■ EXTRACT TO READ ■
•••

8. Triggers, templated pipelines, and rollback automation
Triggers start pipelines automatically. The canonical “promote on new image” pattern is a docker trigger (polled by Igor) firing on a new tag matching a regex:
"triggers": [
{
"type": "docker",
"account": "dockerhub",
"organization": "acme",
"repository": "acme/checkout",
"tag": "^v\\d+\\.\\d+\\.\\d+$",
"enabled": true
}
]
A jenkins trigger (fields: master, job) fires on CI completion, and a git trigger (source: github, project, slug, branch) fires on commit – both follow the same shape.
To avoid copy-pasting pipelines across dozens of services, use Managed Pipeline Templates (spin CLI). A template declares variables and a pipeline body; each service publishes a small configuration binding the variables:
# pipeline-template.yml
schema: "v2"
id: standard-promote
variables:
- name: app
type: string
- name: targetAccount
type: string
pipeline:
name: "promote-{{ app }}"
stages:
- name: Canary
type: kayentaCanary
canaryConfig:
canaryConfigId: "{{ app }}-aca"
metricsAccountName: prometheus-prod
storageAccountName: gcs-canary
scoreThresholds: { marginal: "75", pass: "95" }
# Publish the template and a binding via the spin CLI
spin pipeline-templates save --file pipeline-template.yml
spin pipeline save --file checkout-config.json # binds app=checkout, targetAccount=gke-prod-us
Rollback automation ties it together in two layers: a rollback.onFailure on the deploy stage handles a failed deploy, and an explicit undoRolloutManifest (Kubernetes) or rollbackServerGroup stage handles a post-deploy failure caught by canary or a verification webhook. Gate that stage on the canary result:
{
"type": "undoRolloutManifest",
"name": "Rollback on canary fail",
"account": "gke-prod-us",
"cloudProvider": "kubernetes",
"location": "checkout",
"manifestName": "deployment checkout",
"numRevisionsBack": 1,
"requisiteStageRefIds": ["aca-stage"],
"stageEnabled": {
"type": "expression",
"expression": "${ #stage('ACA: checkout').status.toString() == 'TERMINAL' }"
}
}
Add a post-deploy verification stage – a webhook to a synthetic test runner that must return success before the pipeline reports green. With waitForCompletion, Spinnaker polls the returned status URL until statusJsonPath matches a success status:
{
"type": "webhook",
"name": "Synthetic smoke",
"url": "https://synthetics.acme.com/run/checkout",
"method": "POST",
"waitForCompletion": true,
"statusJsonPath": "$.status",
"successStatuses": "SUCCEEDED",
"terminalStatuses": "FAILED"

•••

■ WRITTEN REQUEST ■
Pick up the Spinnaker pipeline passage where it stops and carry it forward.

■ Stored entries ■
•••

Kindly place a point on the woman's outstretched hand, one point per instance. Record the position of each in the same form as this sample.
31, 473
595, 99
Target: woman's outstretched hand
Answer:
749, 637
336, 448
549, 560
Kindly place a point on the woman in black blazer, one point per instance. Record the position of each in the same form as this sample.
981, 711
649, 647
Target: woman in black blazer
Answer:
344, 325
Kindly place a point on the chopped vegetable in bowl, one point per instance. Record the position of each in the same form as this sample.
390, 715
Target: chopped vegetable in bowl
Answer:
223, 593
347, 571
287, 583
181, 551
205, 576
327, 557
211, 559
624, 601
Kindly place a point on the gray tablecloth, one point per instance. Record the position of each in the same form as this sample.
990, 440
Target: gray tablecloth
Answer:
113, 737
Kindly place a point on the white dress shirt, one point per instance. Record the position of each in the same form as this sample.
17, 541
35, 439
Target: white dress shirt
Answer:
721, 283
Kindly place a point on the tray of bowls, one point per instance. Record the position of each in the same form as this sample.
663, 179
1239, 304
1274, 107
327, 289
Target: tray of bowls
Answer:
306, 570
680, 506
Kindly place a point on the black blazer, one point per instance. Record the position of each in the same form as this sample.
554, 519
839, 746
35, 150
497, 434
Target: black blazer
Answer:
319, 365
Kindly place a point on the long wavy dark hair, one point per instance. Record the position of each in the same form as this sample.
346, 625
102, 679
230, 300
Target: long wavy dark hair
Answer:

•••

■ ANSWER FOR THIS EXERCISE ■
}
Enterprise scenario
A platform team ran one Spinnaker controlling deploys to GKE (gke-prod-eu) and EKS (eks-prod-us) for a checkout service. Their canary looked correct – error-rate and p99-latency, pass: 95 – yet a release with a real EU-region regression scored 96 and promoted. Two compounding mistakes. First, the canary’s controlScope pointed at the existing production server group, not a freshly deployed baseline, so the canary (cold caches, new pods) was compared against a warm, hours-old fleet; the latency delta got written off as “new pod warmup” and absorbed into the score. Second, their PromQL had no region label, so the query aggregated both clusters – healthy US traffic statistically drowned the EU regression.
The fix: deploy a dedicated baseline of the current version at the same time and size as the canary (the standard control/experiment pattern), and scope every metric to one cluster via extendedScopeParams plus an explicit label binding. They also marked error-rate as critical so an error spike could fail the analysis alone, independent of the weighted score:
{
"name": "error-rate",
"query": {
"type": "prometheus",
"serviceType": "prometheus",
"customInlineTemplate": "PromQL:sum(rate(http_requests_total{job=\"checkout\",region=\"${scope}\",code=~\"5..\"}[5m])) / sum(rate(http_requests_total{job=\"checkout\",region=\"${scope}\"}[5m]))"
},
"groups": ["quality"],
"analysisConfigurations": { "canary": { "direction": "increase", "critical": true } },
"scopeName": "default"
}
With per-cluster scoping and a same-age baseline, the next bad EU release scored 41 and auto-rolled-back via the undoRolloutManifest stage before meaningful customer impact. The lesson every Kayenta adopter learns: the judge is only as honest as your scopes. Compare like with like, and scope each metric to exactly the population the canary serves.
Verify
Confirm providers, the canary pipeline, and the rollback path actually behave as configured.
# Providers and accounts are registered (Halyard)
hal config provider kubernetes account list
hal config provider aws account list
# Clouddriver actually sees the accounts (bypasses caching-lag confusion)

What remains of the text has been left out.